▶ [Set task] Everything from the line that contains "For practice, label the red parked" through the final line of the records should be written out exactly, and nothing outside that span.

(Pointing and labeling entries)
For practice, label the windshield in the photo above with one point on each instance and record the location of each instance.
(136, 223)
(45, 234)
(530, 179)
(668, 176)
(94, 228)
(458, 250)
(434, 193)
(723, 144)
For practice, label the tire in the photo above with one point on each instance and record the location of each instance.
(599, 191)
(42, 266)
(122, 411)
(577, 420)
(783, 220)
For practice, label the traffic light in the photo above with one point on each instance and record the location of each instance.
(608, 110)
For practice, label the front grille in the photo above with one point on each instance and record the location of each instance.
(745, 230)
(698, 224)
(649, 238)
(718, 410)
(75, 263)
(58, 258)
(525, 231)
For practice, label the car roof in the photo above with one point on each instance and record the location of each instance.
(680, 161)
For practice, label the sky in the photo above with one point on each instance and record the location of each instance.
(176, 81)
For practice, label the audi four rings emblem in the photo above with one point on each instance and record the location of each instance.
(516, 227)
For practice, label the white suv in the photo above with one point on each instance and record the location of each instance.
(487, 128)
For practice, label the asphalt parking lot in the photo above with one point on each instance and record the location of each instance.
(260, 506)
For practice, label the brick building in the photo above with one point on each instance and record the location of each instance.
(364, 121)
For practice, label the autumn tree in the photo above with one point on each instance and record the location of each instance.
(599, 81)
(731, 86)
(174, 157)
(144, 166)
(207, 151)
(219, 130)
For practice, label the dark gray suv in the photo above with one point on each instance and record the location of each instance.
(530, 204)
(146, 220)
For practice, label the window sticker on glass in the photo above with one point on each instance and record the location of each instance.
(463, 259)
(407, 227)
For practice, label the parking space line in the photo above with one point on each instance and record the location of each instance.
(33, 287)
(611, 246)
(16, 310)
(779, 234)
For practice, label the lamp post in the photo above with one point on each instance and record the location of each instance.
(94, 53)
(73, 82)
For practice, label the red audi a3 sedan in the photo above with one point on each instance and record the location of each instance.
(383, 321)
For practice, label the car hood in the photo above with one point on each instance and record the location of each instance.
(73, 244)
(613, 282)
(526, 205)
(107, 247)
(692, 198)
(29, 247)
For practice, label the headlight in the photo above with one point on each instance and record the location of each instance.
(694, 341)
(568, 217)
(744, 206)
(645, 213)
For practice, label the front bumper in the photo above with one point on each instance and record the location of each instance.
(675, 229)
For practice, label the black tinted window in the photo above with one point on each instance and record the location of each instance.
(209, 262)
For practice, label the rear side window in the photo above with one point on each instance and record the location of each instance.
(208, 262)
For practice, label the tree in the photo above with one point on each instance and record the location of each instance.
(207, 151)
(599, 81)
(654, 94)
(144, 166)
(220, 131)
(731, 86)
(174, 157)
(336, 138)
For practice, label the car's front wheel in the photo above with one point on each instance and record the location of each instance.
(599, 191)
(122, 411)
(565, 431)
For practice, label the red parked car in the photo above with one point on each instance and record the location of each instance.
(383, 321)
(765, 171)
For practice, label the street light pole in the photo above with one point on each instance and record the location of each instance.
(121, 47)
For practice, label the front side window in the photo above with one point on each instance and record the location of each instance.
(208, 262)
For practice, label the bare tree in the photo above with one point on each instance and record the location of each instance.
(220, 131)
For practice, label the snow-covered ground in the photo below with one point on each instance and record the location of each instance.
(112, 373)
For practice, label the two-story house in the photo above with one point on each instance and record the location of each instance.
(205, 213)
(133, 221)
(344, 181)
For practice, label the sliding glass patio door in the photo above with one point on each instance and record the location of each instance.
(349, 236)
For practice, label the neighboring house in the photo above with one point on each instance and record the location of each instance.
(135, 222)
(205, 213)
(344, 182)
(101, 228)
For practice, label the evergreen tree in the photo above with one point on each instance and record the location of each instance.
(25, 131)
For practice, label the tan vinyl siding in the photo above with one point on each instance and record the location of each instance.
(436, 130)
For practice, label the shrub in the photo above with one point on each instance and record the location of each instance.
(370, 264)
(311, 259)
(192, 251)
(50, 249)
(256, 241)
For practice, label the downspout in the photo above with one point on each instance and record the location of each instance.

▶ [Exercise answer]
For practice, label the red parked car in the photo above with one point on each instance and record the location of each instance.
(383, 321)
(765, 171)
For practice, label the street light pole in the photo above with one point on each instance and record the location of each instance.
(121, 47)
For practice, label the front side window in the photo above with one point on each instance and record the location of each instance.
(208, 262)
For practice, label the bare tree in the photo above with one point on each instance and record the location of each instance.
(220, 131)
For practice, label the snow-covered ground in the photo below with one point on each instance and record the location of each instance.
(112, 373)
For practice, label the two-story house in the photo above with one point on each instance and record the location of each instance.
(205, 213)
(133, 221)
(344, 181)
For practice, label the sliding glass patio door in the photo above with one point on each instance and record the location of each instance.
(349, 236)
For practice, label the neighboring house in the photo above with one point on each instance and record the location of each instance.
(135, 222)
(205, 213)
(344, 182)
(101, 228)
For practice, label the evergreen tree in the photo above with one point on each instance and record the location of each instance.
(25, 131)
For practice, label the tan vinyl siding in the photo above with one point on each instance and record the location of each instance.
(436, 130)
For practice, label the shrub in the photo above with one point on each instance and record the location of each instance.
(370, 264)
(311, 259)
(192, 251)
(50, 249)
(256, 241)
For practice, label the downspout in the photo above with one point on each instance and record the location of each instance.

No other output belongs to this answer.